Task to complete => Could you write out every entry exactly as it stands?

╭─ Exercise inputs

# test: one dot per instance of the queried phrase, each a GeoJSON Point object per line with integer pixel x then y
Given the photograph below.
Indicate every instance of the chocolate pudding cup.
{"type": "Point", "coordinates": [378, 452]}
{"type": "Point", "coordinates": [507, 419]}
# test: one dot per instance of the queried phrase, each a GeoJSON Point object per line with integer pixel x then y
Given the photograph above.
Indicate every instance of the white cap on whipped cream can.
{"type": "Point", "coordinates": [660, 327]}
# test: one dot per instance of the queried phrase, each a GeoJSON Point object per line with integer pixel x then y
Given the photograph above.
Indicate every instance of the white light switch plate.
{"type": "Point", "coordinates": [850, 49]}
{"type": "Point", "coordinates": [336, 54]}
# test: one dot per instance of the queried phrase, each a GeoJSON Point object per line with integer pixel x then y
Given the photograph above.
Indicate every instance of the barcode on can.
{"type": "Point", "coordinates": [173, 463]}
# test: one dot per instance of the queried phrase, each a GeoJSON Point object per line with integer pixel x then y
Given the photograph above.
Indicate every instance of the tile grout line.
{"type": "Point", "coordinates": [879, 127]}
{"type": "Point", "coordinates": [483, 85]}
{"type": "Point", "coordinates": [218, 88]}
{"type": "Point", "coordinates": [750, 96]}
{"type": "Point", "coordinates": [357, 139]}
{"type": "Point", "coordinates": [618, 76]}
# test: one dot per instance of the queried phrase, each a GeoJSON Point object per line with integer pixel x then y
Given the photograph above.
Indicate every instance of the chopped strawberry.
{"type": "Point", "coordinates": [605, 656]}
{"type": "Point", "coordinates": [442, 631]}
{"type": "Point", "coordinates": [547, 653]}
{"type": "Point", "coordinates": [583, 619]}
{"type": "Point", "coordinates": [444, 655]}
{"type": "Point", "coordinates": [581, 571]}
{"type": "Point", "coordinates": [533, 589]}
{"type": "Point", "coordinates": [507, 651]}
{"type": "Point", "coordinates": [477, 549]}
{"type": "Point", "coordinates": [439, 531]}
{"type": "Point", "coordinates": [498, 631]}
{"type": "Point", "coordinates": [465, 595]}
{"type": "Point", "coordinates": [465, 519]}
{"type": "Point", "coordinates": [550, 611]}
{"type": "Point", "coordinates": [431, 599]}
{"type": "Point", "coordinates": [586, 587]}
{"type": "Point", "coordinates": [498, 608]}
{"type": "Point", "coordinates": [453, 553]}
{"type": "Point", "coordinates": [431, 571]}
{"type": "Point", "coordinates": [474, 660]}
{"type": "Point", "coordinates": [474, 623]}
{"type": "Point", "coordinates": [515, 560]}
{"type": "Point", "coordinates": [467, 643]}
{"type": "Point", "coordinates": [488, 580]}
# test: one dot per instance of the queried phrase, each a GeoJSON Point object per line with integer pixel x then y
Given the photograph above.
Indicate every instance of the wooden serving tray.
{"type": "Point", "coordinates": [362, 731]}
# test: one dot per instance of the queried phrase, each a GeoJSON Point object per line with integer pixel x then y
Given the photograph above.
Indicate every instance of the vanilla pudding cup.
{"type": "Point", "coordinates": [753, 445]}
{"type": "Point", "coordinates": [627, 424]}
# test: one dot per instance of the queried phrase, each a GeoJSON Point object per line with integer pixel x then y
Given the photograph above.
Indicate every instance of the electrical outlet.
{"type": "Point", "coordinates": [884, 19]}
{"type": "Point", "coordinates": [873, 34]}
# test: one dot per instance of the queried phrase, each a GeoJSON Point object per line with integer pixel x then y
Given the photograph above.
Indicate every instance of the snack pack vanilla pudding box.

╰─

The response =>
# test: one dot per instance of the queried phrase, each a GeoJSON Point object per line with integer pixel x then y
Given the photograph below.
Indicate every instance of the chocolate pudding cup.
{"type": "Point", "coordinates": [378, 452]}
{"type": "Point", "coordinates": [507, 419]}
# test: one dot per instance of the queried phrase, each a GeoJSON Point object per line with integer pixel x then y
Given the photograph above.
Indicate every instance of the white cap on whipped cream can.
{"type": "Point", "coordinates": [660, 327]}
# test: one dot per instance of the queried phrase, each a GeoJSON Point object per line with integer pixel x then y
Given the photograph above.
Indicate every instance of the white light switch plate.
{"type": "Point", "coordinates": [850, 49]}
{"type": "Point", "coordinates": [336, 54]}
# test: one dot per instance of the queried phrase, each a GeoJSON Point object per line with integer pixel x then y
Given the photograph above.
Indicate every instance of the barcode on can.
{"type": "Point", "coordinates": [173, 463]}
# test: one dot per instance of the queried phrase, each a GeoJSON Point object per line with integer pixel x then y
Given the photograph above.
Indicate every instance of the tile grout line.
{"type": "Point", "coordinates": [879, 127]}
{"type": "Point", "coordinates": [483, 85]}
{"type": "Point", "coordinates": [218, 88]}
{"type": "Point", "coordinates": [750, 96]}
{"type": "Point", "coordinates": [357, 139]}
{"type": "Point", "coordinates": [618, 76]}
# test: one dot per instance of the queried phrase, each a GeoJSON Point object per line with integer pixel x then y
Given the photograph above.
Indicate every instance of the chopped strawberry.
{"type": "Point", "coordinates": [605, 656]}
{"type": "Point", "coordinates": [442, 631]}
{"type": "Point", "coordinates": [547, 653]}
{"type": "Point", "coordinates": [583, 619]}
{"type": "Point", "coordinates": [444, 655]}
{"type": "Point", "coordinates": [581, 571]}
{"type": "Point", "coordinates": [533, 589]}
{"type": "Point", "coordinates": [507, 651]}
{"type": "Point", "coordinates": [477, 549]}
{"type": "Point", "coordinates": [439, 531]}
{"type": "Point", "coordinates": [498, 631]}
{"type": "Point", "coordinates": [465, 595]}
{"type": "Point", "coordinates": [465, 519]}
{"type": "Point", "coordinates": [550, 611]}
{"type": "Point", "coordinates": [431, 599]}
{"type": "Point", "coordinates": [586, 587]}
{"type": "Point", "coordinates": [498, 608]}
{"type": "Point", "coordinates": [453, 553]}
{"type": "Point", "coordinates": [431, 571]}
{"type": "Point", "coordinates": [474, 660]}
{"type": "Point", "coordinates": [474, 623]}
{"type": "Point", "coordinates": [515, 560]}
{"type": "Point", "coordinates": [467, 643]}
{"type": "Point", "coordinates": [488, 580]}
# test: one dot per instance of the queried phrase, each a GeoJSON Point object per line with integer pixel x then y
Given the photograph above.
Indicate every instance of the wooden serving tray.
{"type": "Point", "coordinates": [362, 731]}
# test: one dot per instance of the queried phrase, each a GeoJSON Point object per line with integer pixel x then y
Given the photograph above.
Indicate every instance of the vanilla pudding cup.
{"type": "Point", "coordinates": [753, 445]}
{"type": "Point", "coordinates": [627, 424]}
# test: one dot per instance of the queried phrase, each a GeoJSON Point object per line with integer pixel x then y
Given the photograph above.
Indicate every instance of the electrical outlet.
{"type": "Point", "coordinates": [884, 19]}
{"type": "Point", "coordinates": [873, 34]}
# test: one dot per instance of the queried phrase, each a GeoJSON Point object per line with integer pixel x then y
Given the photograph above.
Indicate every instance of the snack pack vanilla pudding box.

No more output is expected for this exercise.